_DATA TO USE_
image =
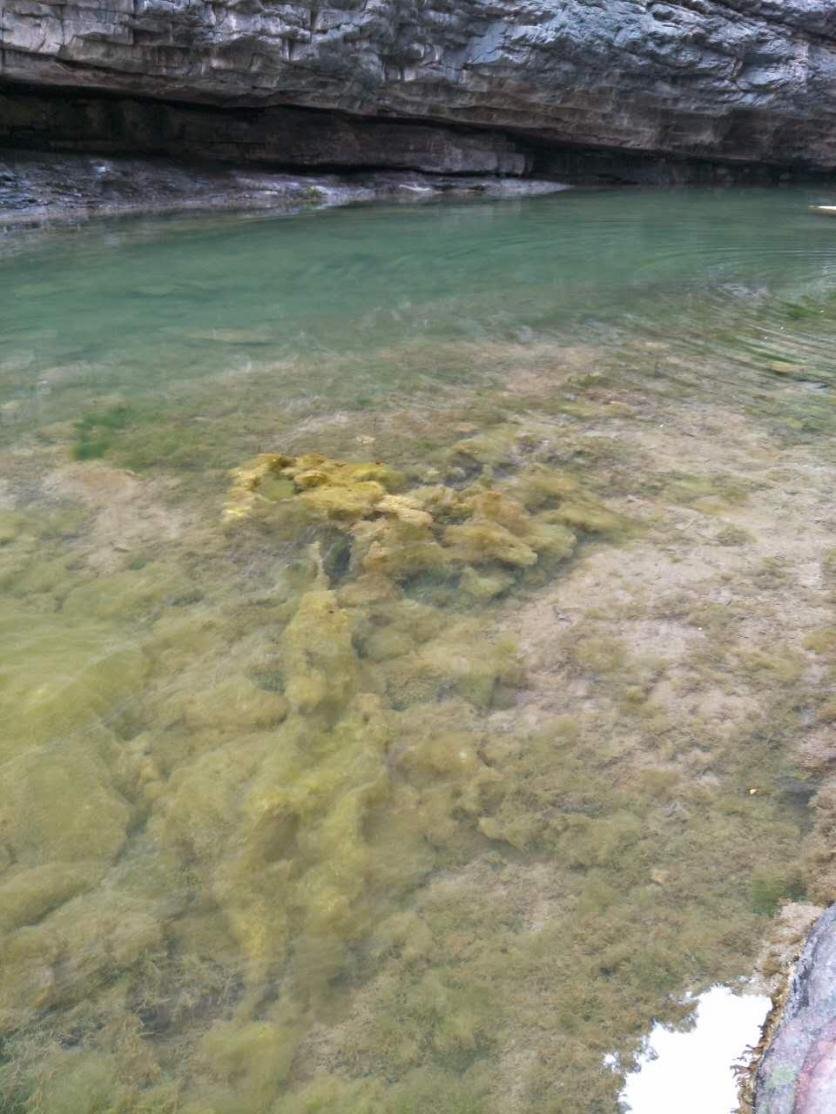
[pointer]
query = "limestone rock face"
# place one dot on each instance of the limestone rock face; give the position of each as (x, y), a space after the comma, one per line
(740, 80)
(798, 1072)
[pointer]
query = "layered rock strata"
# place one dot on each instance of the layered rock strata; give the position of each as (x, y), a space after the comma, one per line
(746, 81)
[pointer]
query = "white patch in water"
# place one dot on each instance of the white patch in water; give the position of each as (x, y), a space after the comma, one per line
(692, 1072)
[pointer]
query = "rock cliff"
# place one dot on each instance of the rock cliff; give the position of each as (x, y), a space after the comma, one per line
(742, 81)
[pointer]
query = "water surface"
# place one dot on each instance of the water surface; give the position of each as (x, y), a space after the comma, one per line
(424, 784)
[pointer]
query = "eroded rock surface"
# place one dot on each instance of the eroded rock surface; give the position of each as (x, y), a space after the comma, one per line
(740, 80)
(798, 1071)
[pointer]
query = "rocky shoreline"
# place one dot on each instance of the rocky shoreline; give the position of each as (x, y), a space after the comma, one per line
(38, 187)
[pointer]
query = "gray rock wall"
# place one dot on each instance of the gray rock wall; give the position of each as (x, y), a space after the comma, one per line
(739, 80)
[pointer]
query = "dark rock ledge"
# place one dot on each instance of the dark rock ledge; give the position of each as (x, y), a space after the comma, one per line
(797, 1073)
(37, 187)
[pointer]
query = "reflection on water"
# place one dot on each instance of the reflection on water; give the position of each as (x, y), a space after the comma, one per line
(417, 644)
(693, 1071)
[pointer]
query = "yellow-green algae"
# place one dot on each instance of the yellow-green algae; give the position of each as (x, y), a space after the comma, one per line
(334, 872)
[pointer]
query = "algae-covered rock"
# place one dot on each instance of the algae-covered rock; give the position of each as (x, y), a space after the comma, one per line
(71, 953)
(28, 893)
(59, 804)
(329, 489)
(233, 704)
(320, 664)
(58, 673)
(430, 529)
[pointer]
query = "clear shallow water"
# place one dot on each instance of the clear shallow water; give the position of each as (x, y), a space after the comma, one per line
(421, 787)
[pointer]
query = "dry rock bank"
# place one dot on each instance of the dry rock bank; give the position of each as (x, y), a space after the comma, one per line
(509, 87)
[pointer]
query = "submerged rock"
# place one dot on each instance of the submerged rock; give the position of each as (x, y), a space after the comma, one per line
(797, 1074)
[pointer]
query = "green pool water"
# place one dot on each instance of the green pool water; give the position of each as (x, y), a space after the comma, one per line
(417, 644)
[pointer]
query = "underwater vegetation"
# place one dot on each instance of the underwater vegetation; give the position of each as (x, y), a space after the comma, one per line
(424, 762)
(291, 848)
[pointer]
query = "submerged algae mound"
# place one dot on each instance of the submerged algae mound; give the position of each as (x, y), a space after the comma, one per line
(216, 875)
(474, 533)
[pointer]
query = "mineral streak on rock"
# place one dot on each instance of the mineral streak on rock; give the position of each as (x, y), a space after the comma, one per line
(798, 1072)
(737, 80)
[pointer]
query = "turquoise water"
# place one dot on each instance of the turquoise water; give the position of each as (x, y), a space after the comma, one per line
(428, 783)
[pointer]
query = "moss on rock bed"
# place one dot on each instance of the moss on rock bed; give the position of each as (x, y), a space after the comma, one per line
(430, 756)
(334, 840)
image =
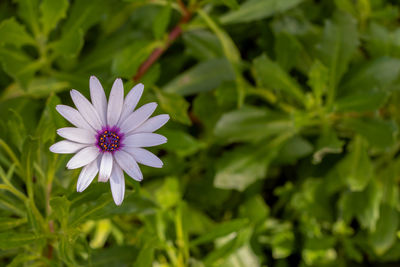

_DIRECTIONS FOR THIS TASK_
Set every record down exactly, omitting pictures.

_RESULT BELOW_
image =
[pointer]
query = "limestone rock face"
# place one dot on each instance of the limestone rock face; give the position of each as (x, y), a space after the comma, one per line
(740, 80)
(798, 1072)
[pointer]
query = "layered rock strata"
# place one dot on each instance of the layered rock strata; give the position of each as (x, y), a space after the comma, one per line
(746, 81)
[pointer]
query = "white patch in water"
# place one dot on each instance of the white patch in water; give the position of each as (x, y), a space after the comma, one per line
(692, 1072)
[pointer]
query = "rock cliff"
# place one dot on each instance of the rock cliff; give the position of each as (x, y), a space after the comma, one per line
(742, 81)
[pointer]
query = "water surface"
# place one dot on each instance of the water surface; give the position of each as (x, y), a space after the comma, one per line
(424, 784)
[pointer]
query = "eroded rock surface"
# place one dot on each instance of the eroded rock surface; give the position of each as (x, y), a space after the comma, one per line
(740, 80)
(798, 1071)
[pointer]
query = "rocky shoreline"
# place one dot on each instance of the rocky shoreline; give the position of each as (x, y), a space after the comma, one per line
(38, 187)
[pointer]
query = "gray rock wall"
# place one dot on each instance of the gray rock wall; give the position of each as (x, y), a space after the comma, one per line
(739, 80)
[pointer]
query = "dark rock ledge"
# place one dot on each instance of the dark rock ledge; give the position of each as (x, y), a space after the comma, one per line
(797, 1073)
(37, 187)
[pointer]
query = "reflection on water"
# place one dot on each instance of the reflection on water; give the position of each as (x, y), a space after the comma, one per line
(417, 644)
(693, 1071)
[pointer]
query = "yellow-green algae"
# place one dot on each instance of the yellow-green algae; give the position of each as (x, y), a space after the comma, one per line
(334, 872)
[pointer]
query = "algae-covered rock"
# place one dot on each instance of the algae-covered rock; give the position of each as (x, y), a space after the comma, one per line
(71, 953)
(28, 893)
(59, 804)
(329, 489)
(233, 704)
(320, 664)
(58, 673)
(430, 529)
[pointer]
query = "clear shallow water"
# place one dot on each instance of the clear shallow water; give the position of each as (x, y), a space after the comma, one per line
(421, 787)
[pointer]
query = "dry rock bank"
# place one dot on each instance of the dry rock bank; give the position of each as (x, y), a space after the comma, one per line
(509, 87)
[pointer]
query = "submerged rock"
# place one dot on each instance of the submerged rock; give the position of each as (x, y), a space after the comma, one per line
(797, 1074)
[pointer]
query = "green pool water"
# place one dot on each instance of the green pool water; give the position of each as (x, y), a space after the comma, one per line
(417, 644)
[pointer]
query = "underwater vegetation"
# place one dot on each instance of the underwater vegetation; give the position of each as (x, y), a space after the comma, one per line
(424, 762)
(291, 848)
[pointer]
query = "submerged algae mound"
# place one dot on each instance of the submerged algae mound; give the position of each as (x, y), a space after the comma, one per line
(216, 875)
(474, 533)
[pointer]
query = "mineral streak on rock"
# place one dot on each instance of the mineral streak on rock; give the position of each as (x, y), a space after the comma, one per line
(798, 1072)
(737, 80)
[pointer]
query = "turquoise water"
# place one dot on each instance of the turquoise water; give the position of each as (x, y), a space after the comma, one per line
(428, 783)
[pointer]
query = "moss on rock bed"
# place one dot on each instance of the moss on rock bed; give the position of each as (x, y), a space after the comma, one per line
(430, 756)
(334, 840)
image =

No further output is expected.